**Your objective**
Transcribe the entries below exactly, starting with the line that has "Target = green plant" and stopping after the line that has "Target = white cruise ship hull"; no pictures belong in the copy.

-- Given entries follows --

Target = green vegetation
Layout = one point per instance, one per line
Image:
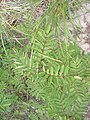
(43, 75)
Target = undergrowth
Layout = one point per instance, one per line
(46, 77)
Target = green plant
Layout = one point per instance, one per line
(48, 78)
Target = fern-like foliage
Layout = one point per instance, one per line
(57, 73)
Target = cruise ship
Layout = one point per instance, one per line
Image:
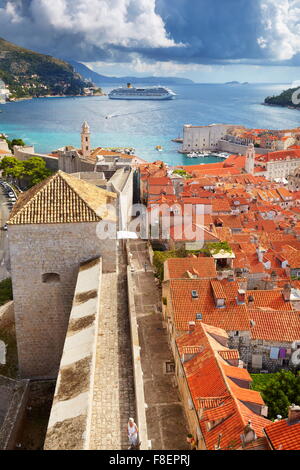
(149, 93)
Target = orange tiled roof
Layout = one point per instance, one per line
(220, 410)
(283, 436)
(232, 317)
(62, 198)
(275, 325)
(201, 267)
(268, 300)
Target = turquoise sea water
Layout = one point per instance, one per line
(50, 123)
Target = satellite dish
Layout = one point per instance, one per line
(295, 359)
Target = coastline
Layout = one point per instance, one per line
(54, 96)
(297, 108)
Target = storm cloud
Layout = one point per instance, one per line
(182, 31)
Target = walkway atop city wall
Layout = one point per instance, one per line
(113, 364)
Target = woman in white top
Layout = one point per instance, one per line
(132, 430)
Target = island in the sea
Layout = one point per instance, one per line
(28, 74)
(284, 99)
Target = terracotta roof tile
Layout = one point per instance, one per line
(284, 436)
(62, 198)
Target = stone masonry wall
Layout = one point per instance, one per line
(42, 309)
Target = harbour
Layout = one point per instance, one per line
(51, 123)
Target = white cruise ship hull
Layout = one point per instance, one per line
(136, 97)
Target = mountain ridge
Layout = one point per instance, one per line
(32, 74)
(99, 79)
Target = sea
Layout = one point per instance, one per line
(51, 123)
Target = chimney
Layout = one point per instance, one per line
(260, 253)
(248, 435)
(241, 297)
(287, 292)
(192, 326)
(294, 414)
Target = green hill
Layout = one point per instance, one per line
(284, 99)
(30, 74)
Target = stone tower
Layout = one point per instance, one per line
(250, 159)
(52, 230)
(85, 140)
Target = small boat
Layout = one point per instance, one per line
(192, 155)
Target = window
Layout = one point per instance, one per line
(170, 367)
(50, 278)
(194, 294)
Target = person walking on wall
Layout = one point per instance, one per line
(133, 434)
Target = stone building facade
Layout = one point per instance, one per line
(52, 230)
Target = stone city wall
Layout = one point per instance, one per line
(230, 147)
(136, 358)
(42, 306)
(13, 400)
(69, 425)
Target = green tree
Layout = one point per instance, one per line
(12, 168)
(35, 168)
(31, 171)
(280, 392)
(13, 142)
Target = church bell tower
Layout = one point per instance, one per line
(85, 140)
(250, 159)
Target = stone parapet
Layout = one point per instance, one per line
(137, 368)
(69, 425)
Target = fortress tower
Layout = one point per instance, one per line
(85, 140)
(52, 230)
(250, 159)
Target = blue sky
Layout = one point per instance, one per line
(206, 40)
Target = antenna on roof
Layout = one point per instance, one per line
(218, 445)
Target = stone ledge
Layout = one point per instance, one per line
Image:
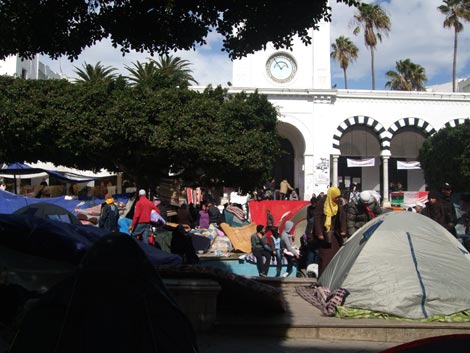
(197, 298)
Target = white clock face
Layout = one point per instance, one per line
(281, 67)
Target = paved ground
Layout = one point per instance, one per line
(310, 332)
(237, 344)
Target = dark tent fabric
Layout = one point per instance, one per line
(115, 302)
(48, 211)
(36, 250)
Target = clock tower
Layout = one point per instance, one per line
(301, 67)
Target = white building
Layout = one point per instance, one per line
(344, 136)
(31, 69)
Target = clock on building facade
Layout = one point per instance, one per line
(281, 67)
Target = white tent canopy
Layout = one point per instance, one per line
(403, 264)
(103, 173)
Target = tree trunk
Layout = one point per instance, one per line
(454, 65)
(372, 67)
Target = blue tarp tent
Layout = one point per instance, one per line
(9, 202)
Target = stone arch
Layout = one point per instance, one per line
(384, 138)
(289, 130)
(455, 122)
(418, 123)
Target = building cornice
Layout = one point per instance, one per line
(331, 95)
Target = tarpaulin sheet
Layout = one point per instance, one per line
(281, 210)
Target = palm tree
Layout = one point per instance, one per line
(175, 68)
(374, 22)
(344, 51)
(142, 72)
(454, 10)
(408, 77)
(96, 73)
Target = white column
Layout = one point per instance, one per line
(385, 158)
(334, 171)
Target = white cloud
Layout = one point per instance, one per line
(209, 64)
(417, 33)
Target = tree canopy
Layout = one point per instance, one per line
(408, 77)
(373, 21)
(445, 156)
(209, 136)
(344, 51)
(454, 11)
(66, 27)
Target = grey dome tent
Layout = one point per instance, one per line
(403, 264)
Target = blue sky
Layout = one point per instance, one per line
(417, 33)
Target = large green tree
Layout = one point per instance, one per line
(66, 27)
(407, 77)
(209, 136)
(454, 11)
(374, 22)
(344, 51)
(445, 156)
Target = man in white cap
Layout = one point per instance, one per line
(361, 210)
(141, 221)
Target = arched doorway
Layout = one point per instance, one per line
(284, 166)
(404, 147)
(291, 164)
(359, 142)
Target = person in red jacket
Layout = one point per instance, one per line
(141, 220)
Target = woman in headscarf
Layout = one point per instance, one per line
(330, 216)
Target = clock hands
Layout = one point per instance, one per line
(280, 64)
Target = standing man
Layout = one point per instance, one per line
(261, 250)
(141, 221)
(361, 210)
(284, 187)
(435, 209)
(449, 208)
(109, 214)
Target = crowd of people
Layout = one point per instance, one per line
(330, 220)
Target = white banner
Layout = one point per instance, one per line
(368, 162)
(408, 165)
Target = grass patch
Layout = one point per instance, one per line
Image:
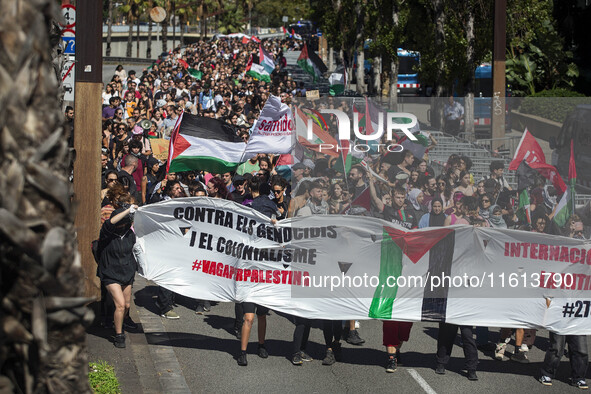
(102, 378)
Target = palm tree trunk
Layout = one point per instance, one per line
(149, 43)
(165, 34)
(130, 33)
(137, 24)
(182, 23)
(109, 28)
(394, 66)
(43, 314)
(469, 98)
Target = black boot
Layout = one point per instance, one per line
(119, 340)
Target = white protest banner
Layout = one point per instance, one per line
(272, 133)
(344, 268)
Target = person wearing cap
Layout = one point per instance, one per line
(151, 179)
(250, 166)
(240, 192)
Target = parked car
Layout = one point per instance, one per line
(577, 127)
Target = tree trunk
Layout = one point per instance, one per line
(469, 97)
(437, 104)
(130, 34)
(182, 23)
(137, 23)
(165, 35)
(43, 314)
(393, 84)
(173, 14)
(360, 72)
(149, 43)
(377, 83)
(109, 28)
(394, 66)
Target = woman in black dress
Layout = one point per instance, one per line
(117, 265)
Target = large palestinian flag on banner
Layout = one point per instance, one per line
(200, 143)
(309, 63)
(436, 246)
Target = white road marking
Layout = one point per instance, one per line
(425, 386)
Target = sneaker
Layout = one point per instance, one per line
(545, 380)
(346, 329)
(297, 359)
(500, 352)
(129, 324)
(337, 351)
(329, 359)
(354, 338)
(119, 341)
(391, 366)
(263, 351)
(579, 383)
(520, 357)
(242, 359)
(487, 347)
(305, 356)
(172, 315)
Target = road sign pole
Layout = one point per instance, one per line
(87, 135)
(498, 99)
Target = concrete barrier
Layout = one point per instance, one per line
(540, 128)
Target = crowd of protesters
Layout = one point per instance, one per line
(209, 79)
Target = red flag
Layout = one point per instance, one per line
(572, 168)
(528, 149)
(363, 200)
(368, 126)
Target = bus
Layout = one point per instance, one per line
(408, 74)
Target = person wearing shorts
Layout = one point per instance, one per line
(250, 308)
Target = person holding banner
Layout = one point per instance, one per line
(117, 265)
(577, 346)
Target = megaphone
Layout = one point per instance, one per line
(145, 124)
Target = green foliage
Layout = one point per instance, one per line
(270, 12)
(102, 378)
(231, 20)
(546, 103)
(536, 59)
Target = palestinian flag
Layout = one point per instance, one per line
(319, 134)
(523, 212)
(200, 143)
(258, 72)
(266, 60)
(309, 65)
(566, 205)
(337, 81)
(403, 253)
(195, 73)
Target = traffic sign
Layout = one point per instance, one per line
(69, 38)
(69, 14)
(68, 78)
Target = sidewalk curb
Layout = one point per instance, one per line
(166, 365)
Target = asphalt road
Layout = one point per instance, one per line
(206, 349)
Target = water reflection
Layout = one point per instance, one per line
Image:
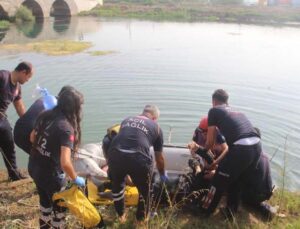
(61, 24)
(294, 3)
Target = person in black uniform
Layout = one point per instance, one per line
(243, 154)
(258, 187)
(55, 136)
(10, 92)
(129, 154)
(25, 124)
(219, 151)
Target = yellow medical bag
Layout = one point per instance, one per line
(77, 203)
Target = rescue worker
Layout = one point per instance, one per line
(258, 187)
(56, 134)
(219, 150)
(10, 92)
(243, 154)
(25, 124)
(129, 154)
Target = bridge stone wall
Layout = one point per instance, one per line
(75, 6)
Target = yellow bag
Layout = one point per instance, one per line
(78, 205)
(131, 195)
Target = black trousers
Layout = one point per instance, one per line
(51, 215)
(140, 168)
(8, 148)
(22, 141)
(238, 161)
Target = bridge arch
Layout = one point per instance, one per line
(35, 8)
(60, 8)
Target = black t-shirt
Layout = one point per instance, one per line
(138, 134)
(46, 153)
(200, 140)
(25, 124)
(8, 92)
(232, 124)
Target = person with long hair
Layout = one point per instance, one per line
(56, 135)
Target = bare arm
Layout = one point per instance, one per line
(20, 107)
(160, 162)
(211, 135)
(66, 163)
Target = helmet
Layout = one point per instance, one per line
(203, 123)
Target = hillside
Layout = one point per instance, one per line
(19, 209)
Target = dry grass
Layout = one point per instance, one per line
(19, 209)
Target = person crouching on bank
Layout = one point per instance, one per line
(56, 134)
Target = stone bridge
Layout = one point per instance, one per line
(47, 8)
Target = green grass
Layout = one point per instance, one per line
(51, 47)
(191, 10)
(4, 25)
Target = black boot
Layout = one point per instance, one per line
(16, 175)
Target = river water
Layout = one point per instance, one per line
(176, 66)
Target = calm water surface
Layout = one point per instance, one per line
(176, 66)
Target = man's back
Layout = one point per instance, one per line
(138, 134)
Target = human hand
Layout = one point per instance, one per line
(80, 181)
(164, 177)
(193, 147)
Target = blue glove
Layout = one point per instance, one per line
(49, 101)
(164, 177)
(80, 181)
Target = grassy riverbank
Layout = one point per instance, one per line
(19, 209)
(191, 10)
(4, 25)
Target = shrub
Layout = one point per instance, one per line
(4, 25)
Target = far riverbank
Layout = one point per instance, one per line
(190, 11)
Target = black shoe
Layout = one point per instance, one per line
(267, 210)
(227, 213)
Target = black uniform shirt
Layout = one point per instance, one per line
(233, 125)
(46, 153)
(200, 140)
(8, 92)
(138, 134)
(25, 124)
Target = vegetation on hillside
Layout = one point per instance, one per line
(50, 47)
(19, 208)
(4, 25)
(193, 10)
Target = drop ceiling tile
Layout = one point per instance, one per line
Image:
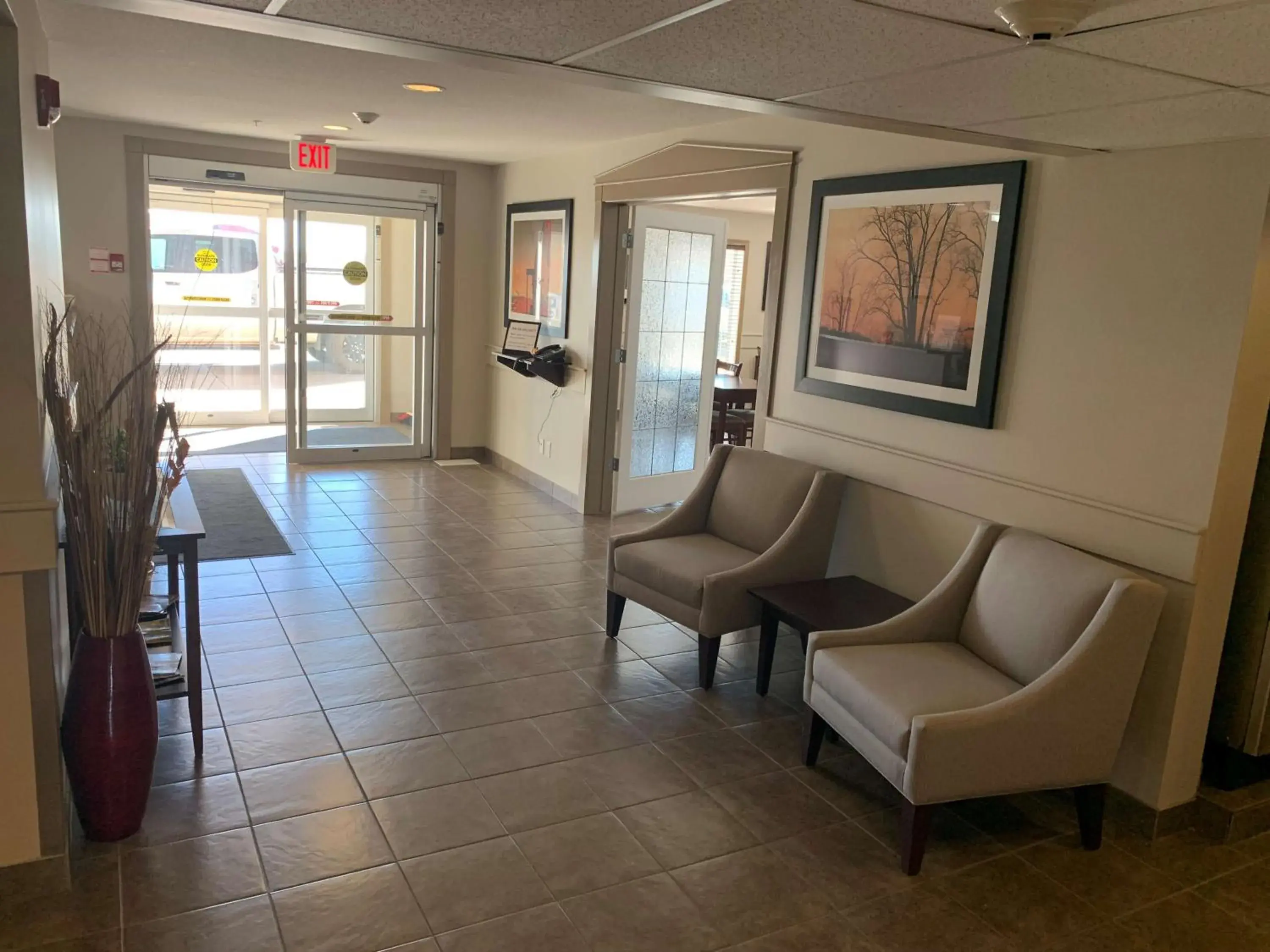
(1027, 82)
(774, 49)
(1168, 122)
(544, 30)
(1226, 46)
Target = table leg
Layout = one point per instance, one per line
(768, 631)
(193, 649)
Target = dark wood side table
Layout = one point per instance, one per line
(825, 605)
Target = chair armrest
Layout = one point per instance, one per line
(687, 518)
(1062, 730)
(936, 617)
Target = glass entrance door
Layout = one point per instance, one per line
(359, 332)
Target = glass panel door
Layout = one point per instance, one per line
(359, 332)
(672, 328)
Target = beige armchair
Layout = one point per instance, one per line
(754, 520)
(1015, 674)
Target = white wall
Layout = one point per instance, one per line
(1131, 295)
(30, 276)
(91, 176)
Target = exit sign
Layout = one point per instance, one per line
(313, 157)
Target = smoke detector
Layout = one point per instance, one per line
(1038, 21)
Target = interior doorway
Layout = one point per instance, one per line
(295, 323)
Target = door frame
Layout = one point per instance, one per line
(369, 176)
(679, 173)
(421, 329)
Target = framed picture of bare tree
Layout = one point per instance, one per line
(906, 290)
(539, 244)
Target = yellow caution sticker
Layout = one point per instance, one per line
(356, 273)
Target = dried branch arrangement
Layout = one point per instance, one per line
(120, 456)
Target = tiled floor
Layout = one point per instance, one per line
(421, 739)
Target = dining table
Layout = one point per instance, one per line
(731, 393)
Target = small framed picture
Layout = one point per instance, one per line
(906, 290)
(539, 247)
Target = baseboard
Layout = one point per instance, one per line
(540, 483)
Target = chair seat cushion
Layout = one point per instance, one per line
(679, 567)
(884, 687)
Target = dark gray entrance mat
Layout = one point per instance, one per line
(237, 523)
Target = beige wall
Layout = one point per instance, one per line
(30, 276)
(1132, 290)
(91, 176)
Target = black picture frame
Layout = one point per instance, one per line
(550, 329)
(1010, 178)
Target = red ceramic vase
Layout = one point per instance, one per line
(110, 734)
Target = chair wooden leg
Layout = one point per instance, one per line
(915, 827)
(708, 657)
(1090, 803)
(614, 616)
(813, 737)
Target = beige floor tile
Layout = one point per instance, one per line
(246, 926)
(588, 730)
(380, 723)
(685, 829)
(318, 846)
(192, 874)
(750, 894)
(299, 787)
(540, 796)
(398, 617)
(633, 776)
(668, 716)
(920, 921)
(1109, 879)
(411, 644)
(362, 911)
(500, 748)
(845, 864)
(1020, 903)
(407, 766)
(191, 809)
(357, 686)
(281, 739)
(586, 855)
(472, 884)
(425, 676)
(646, 914)
(1187, 923)
(543, 930)
(717, 757)
(174, 759)
(520, 660)
(441, 818)
(774, 806)
(340, 654)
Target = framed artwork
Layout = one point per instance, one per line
(906, 290)
(539, 245)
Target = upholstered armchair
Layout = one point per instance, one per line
(754, 520)
(1015, 674)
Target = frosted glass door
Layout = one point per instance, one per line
(672, 328)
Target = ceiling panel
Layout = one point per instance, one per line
(1027, 82)
(774, 49)
(144, 69)
(1203, 118)
(1226, 46)
(543, 30)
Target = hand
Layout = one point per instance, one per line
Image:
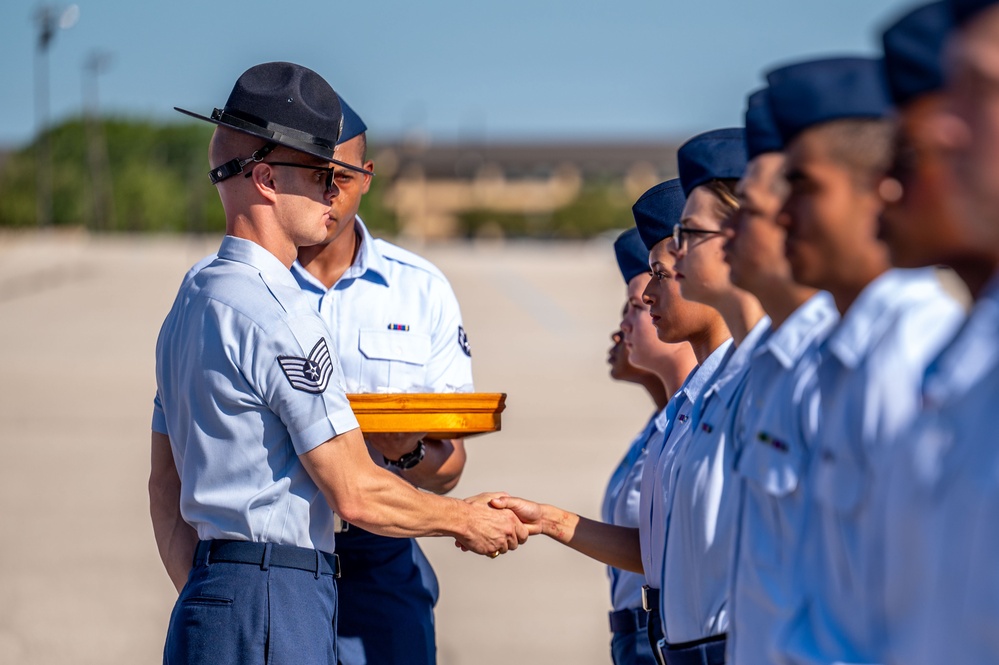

-- Given entries concluded --

**Result**
Target = green plant
Layout = one point per instance, one per line
(48, 78)
Target = fern-like foliage
Layout = one point per instance, one per line
(57, 73)
Target = cruise ship
Layout = one point per instance, one per line
Image:
(149, 93)
Target = orange tiled roof
Layout = one point per instance, one per line
(220, 410)
(283, 436)
(232, 317)
(62, 198)
(275, 325)
(201, 267)
(268, 300)
Target = turquoise sea water
Layout = one point per instance, one per line
(50, 123)
Target = satellite dish
Layout = one point per instance, one per line
(295, 359)
Target = coastline
Layout = one point per instance, one per line
(54, 96)
(297, 108)
Target = storm cloud
Layout = one point per instance, one per line
(182, 31)
Target = walkway atop city wall
Layout = one point per instance, one per line
(113, 364)
Target = woman in white top
Layout = one point per instance, one per line
(132, 430)
Target = island in the sea
Layout = one point per instance, one per line
(28, 74)
(284, 99)
Target = terracotta roof tile
Layout = one point per instance, one per line
(284, 436)
(62, 198)
Target = stone masonry wall
Layout = one point per instance, one per line
(42, 309)
Target = harbour
Layout = one point per instance, one per line
(51, 123)
Target = white cruise ship hull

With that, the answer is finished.